Stored items
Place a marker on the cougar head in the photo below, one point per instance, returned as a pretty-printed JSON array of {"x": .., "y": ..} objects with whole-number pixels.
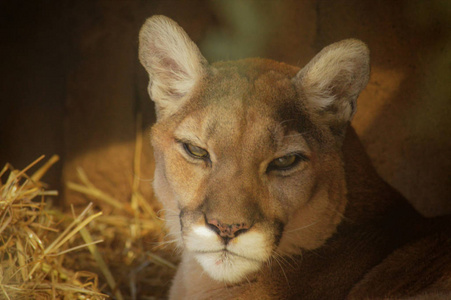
[{"x": 248, "y": 153}]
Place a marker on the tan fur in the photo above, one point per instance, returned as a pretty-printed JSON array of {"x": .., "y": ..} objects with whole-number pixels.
[{"x": 326, "y": 228}]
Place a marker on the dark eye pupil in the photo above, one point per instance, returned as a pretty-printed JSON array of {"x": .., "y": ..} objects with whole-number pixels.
[
  {"x": 285, "y": 162},
  {"x": 195, "y": 151}
]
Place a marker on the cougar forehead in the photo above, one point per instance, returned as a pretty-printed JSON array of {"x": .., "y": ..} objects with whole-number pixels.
[{"x": 246, "y": 107}]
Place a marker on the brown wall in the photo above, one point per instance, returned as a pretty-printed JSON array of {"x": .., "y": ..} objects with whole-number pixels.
[{"x": 71, "y": 83}]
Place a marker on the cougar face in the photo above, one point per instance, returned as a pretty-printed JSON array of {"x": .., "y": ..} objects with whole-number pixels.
[{"x": 247, "y": 153}]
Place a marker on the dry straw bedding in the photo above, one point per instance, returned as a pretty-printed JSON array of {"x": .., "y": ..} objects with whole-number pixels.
[{"x": 46, "y": 253}]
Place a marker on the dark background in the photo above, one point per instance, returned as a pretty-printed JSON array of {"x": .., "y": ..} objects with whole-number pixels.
[{"x": 71, "y": 84}]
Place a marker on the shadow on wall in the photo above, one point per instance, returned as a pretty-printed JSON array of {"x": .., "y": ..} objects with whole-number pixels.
[{"x": 73, "y": 84}]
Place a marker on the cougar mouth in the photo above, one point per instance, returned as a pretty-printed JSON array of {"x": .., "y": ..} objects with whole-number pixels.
[{"x": 225, "y": 253}]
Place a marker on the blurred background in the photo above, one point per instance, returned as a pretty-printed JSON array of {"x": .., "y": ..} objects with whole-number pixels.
[{"x": 71, "y": 83}]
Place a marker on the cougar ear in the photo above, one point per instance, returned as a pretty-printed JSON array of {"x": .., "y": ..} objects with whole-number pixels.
[
  {"x": 173, "y": 61},
  {"x": 332, "y": 81}
]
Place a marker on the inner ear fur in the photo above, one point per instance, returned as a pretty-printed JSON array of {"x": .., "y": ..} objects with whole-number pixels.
[
  {"x": 173, "y": 61},
  {"x": 332, "y": 81}
]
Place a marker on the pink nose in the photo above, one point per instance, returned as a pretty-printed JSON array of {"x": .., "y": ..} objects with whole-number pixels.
[{"x": 228, "y": 231}]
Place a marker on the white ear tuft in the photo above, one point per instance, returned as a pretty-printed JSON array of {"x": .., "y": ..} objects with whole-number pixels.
[
  {"x": 333, "y": 79},
  {"x": 173, "y": 61}
]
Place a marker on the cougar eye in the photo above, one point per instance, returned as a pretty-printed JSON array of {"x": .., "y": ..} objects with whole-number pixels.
[
  {"x": 195, "y": 151},
  {"x": 285, "y": 162}
]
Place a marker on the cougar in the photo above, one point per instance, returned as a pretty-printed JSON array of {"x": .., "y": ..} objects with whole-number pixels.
[{"x": 268, "y": 190}]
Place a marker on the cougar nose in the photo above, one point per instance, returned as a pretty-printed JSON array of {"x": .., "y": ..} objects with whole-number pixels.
[{"x": 227, "y": 231}]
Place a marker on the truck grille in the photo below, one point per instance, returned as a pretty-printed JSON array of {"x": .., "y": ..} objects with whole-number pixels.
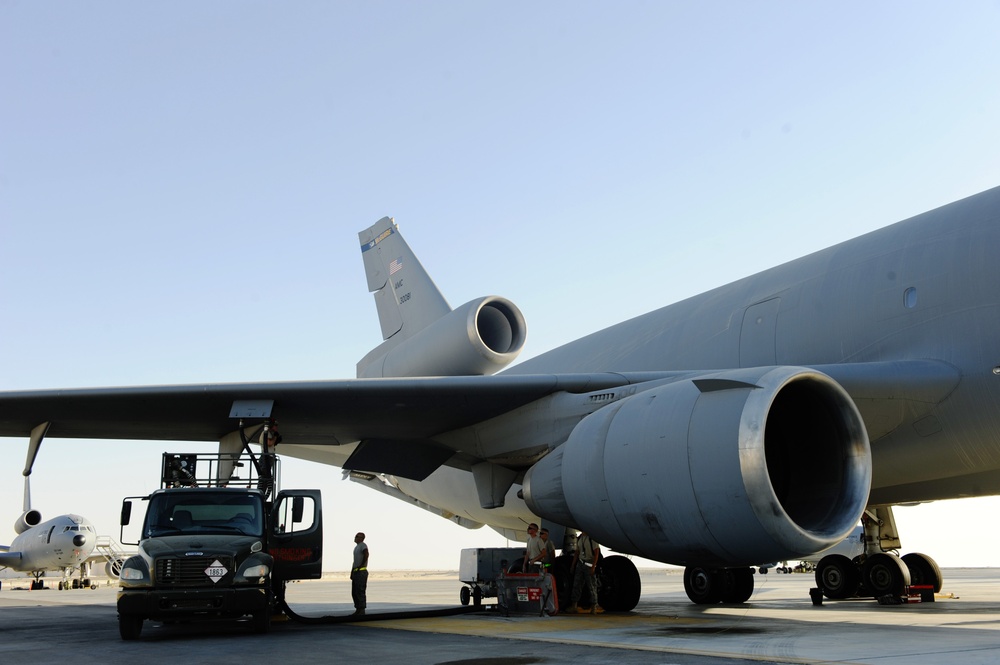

*WHAT TO PRODUCE:* Report each line of the material above that contains the word "below", copying every such line in full. Matches must respect case.

*FULL ANSWER:*
Place a marker on the cougar head in the photo below, one point per instance, returned as a pretty-printed JSON array of {"x": .., "y": ..} objects with whole-number pixels.
Place a marker on the truck grille in the photo below, one point per instance, returned as a pretty-printed JSON array of {"x": .., "y": ..} objects with whole-number pixels.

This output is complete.